§ **Work required**
Of the lines below, copy those that hold the word "child".

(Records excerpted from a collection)
*** Begin section ***
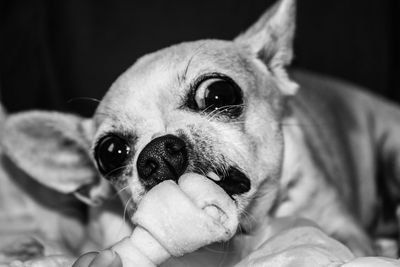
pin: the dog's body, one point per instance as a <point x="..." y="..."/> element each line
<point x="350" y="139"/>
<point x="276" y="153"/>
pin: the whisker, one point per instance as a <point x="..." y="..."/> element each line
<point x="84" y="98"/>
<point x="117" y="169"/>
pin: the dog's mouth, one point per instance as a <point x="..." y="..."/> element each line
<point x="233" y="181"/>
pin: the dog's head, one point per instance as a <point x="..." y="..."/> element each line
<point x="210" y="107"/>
*** End section ***
*** Begin section ***
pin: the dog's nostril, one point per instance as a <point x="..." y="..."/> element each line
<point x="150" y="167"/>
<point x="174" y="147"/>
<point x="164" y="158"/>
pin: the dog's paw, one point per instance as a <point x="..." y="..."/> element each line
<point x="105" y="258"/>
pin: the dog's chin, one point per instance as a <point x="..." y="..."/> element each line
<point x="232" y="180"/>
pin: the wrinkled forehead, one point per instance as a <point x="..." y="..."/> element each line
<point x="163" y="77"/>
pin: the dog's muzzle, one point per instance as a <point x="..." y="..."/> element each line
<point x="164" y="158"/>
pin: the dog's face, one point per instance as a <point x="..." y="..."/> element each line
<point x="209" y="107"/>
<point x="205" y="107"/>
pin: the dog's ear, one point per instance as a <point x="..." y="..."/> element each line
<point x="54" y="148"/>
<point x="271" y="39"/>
*** End section ***
*** Begin section ***
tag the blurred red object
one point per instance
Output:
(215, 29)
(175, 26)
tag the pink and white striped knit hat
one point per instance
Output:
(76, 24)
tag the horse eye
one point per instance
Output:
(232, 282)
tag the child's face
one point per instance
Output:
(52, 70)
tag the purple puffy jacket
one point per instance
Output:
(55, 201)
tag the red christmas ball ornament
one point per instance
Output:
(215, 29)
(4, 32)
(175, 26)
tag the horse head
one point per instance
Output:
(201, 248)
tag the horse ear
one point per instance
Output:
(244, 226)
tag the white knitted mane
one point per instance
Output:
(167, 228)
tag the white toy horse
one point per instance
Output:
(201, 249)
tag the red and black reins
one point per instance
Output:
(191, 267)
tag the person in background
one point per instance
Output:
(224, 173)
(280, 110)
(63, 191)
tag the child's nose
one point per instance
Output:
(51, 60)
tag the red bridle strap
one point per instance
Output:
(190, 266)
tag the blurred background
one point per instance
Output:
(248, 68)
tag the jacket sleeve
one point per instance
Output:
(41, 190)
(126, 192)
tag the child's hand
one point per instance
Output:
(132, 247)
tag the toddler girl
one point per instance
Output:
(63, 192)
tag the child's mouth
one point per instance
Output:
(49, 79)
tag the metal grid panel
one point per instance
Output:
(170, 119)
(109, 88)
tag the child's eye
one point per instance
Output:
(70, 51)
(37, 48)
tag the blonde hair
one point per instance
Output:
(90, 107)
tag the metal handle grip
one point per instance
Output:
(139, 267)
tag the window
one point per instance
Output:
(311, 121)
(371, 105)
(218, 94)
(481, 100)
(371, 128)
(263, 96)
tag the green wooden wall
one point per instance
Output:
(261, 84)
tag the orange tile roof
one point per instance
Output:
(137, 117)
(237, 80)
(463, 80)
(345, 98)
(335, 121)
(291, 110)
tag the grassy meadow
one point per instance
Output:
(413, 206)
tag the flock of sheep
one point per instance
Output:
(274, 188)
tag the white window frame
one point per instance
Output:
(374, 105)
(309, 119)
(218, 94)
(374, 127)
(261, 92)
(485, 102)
*** End section ***
§ **Task answer**
tag the child's face
tag the child's nose
tag the child's hand
tag the child's mouth
tag the child's eye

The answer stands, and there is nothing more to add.